- [PARTS OF THE EXERCISE]:
1. Answer these questions using the text on the West Bank occupation:
(a) Under Article 2, which country does the text name as the one whose territory is being occupied?
(b) In what year does the text say the 4th Geneva Convention was adopted?
(c) Who does the text say gets angry when the context is ignored?
2. In the records, echo the part that opens with the line containing "Reviewer note: confirm that each instance of the white" and runs through the end of the records.

- [SOURCE EXCERPT]:
And here I thought you were disagreeing with me - apparently not. :wink:

OK, so UN resolution 181 doesn’t satisfy your needs and neither does the 4th Geneva Convention.

I guess I just don’t understand what you do need. Are you asking for cites that Israel does not have sovereignty over the West Bank or are you asking for cites that Israel cannot temporarily (where ‘temporary’ = >40 yrs :wink: ) occupy the West Bank while a permanent solution to the problem is devised?
Is it your position that the West Bank is and should be a permanent part of Israel? I’m guessing it isn’t, but I may be misunderstanding.

Out of curiosity, why exactly do you think that UN Resolution 181 would demonstrate that Israel is illegally occupying the West Bank?

As for the 4th Geneva Convention, if you want to make a case based on it, then you are free to do so. I’m no expert, but I’ve looked over the provisions in several past threads and it could go either way. Some of the provisions don’t seem applicable to the Israel/Palestine situation (for instance Article 2…the country who’s territory is being occupied is Jordan, and they have waved their claims to said territory). Possibly under Article 3 you could make a case…but it’s hard to define who is a non-combatant in this situation.

I found this article discussing the attempted us of the 4th Geneva Convention against Israel (the article claims that it has never been invoked except against Israel since it’s adoption in 1949…if true, that’s kind of telling, no?).

This was Israel’s response:

Some kind of substantiated proof that Israel’s occupation is illegal. Seems simple enough to me. In retrospect, however, I can see that it’s impossible to prove…which is why the assertion that the occupation is illegal is continually brought up…and probably explains why Finn gets so angry when the context is ignored.

I asked for cites on how their occupation was illegal, based on supposed international law. Since Israel has occupied the territory in question for decades now, I would suppose that said international court or other authoritative body would have had some kind of ruling on this issue by now, which could then be cited…or, that having failed to do so, it would render the entire question moot.

Well, that’s an interesting question…and probably moot at this point. I think Israel SHOULD have annexed the West Bank when Jordan gave up it’s claim to it, yes. Having failed to do so, however, I’d have to say that the territory in question is in a gray area at this point, and that Israel will probably end up using parts of it as a bargaining chip in future negotiations…assuming the Palestinian’s can ever negotiate in a truly good faith manner on this issue. That said, as the occupying power, I would say that Israel is the current sovereign power in the OT, and has at least the limited right to govern that territory as it sees fit, within such guidelines as the GC and other relevant documents. In the end I expect that Israel probably will retain a good percentage of the OT’s though, yes. Simply put, they have controlled that territory for decades and there is no end in sight as far as I can tell.

If the Palestinian’s really wanted that territory and a viable self governed state of their own, they probably should have taken the original deal…or, they should have negotiated a settlement (in good faith) in the 60’s or 70’s (or even the 80’s…heck, in the 90’s). At this point they will never even get half a loaf…to me, that ship has sailed and ever year they continue this struggle will continue to wear away at what they can expect to receive in the end.

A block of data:
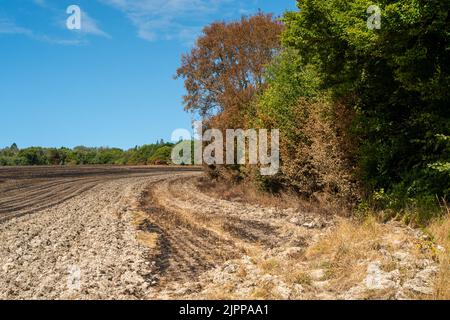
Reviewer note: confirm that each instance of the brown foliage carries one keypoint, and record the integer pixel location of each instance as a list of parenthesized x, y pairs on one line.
[(318, 163), (225, 69)]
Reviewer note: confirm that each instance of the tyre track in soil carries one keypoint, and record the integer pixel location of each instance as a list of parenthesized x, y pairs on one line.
[(184, 250), (26, 190), (194, 241)]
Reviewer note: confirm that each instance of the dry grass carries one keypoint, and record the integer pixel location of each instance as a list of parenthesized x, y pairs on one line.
[(246, 192), (343, 250), (440, 229)]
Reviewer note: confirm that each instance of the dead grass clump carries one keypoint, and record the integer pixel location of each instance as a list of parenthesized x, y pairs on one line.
[(344, 250), (246, 192)]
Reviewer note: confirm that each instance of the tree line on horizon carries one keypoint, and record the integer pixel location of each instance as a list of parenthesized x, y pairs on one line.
[(151, 154)]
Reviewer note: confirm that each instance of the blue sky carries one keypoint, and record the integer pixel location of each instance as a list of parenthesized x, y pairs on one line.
[(108, 84)]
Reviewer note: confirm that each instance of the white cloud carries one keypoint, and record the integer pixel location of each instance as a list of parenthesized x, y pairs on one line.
[(90, 26), (173, 19), (8, 27)]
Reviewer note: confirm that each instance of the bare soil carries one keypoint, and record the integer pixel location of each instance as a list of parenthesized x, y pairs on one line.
[(152, 233)]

- [REPLIES]:
1.
(a) Jordan
(b) 1949
(c) Finn

2.
Reviewer note: confirm that each instance of the white cloud carries one keypoint, and record the integer pixel location of each instance as a list of parenthesized x, y pairs on one line.
[(90, 26), (173, 19), (8, 27)]
Reviewer note: confirm that each instance of the bare soil carries one keypoint, and record the integer pixel location of each instance as a list of parenthesized x, y pairs on one line.
[(152, 233)]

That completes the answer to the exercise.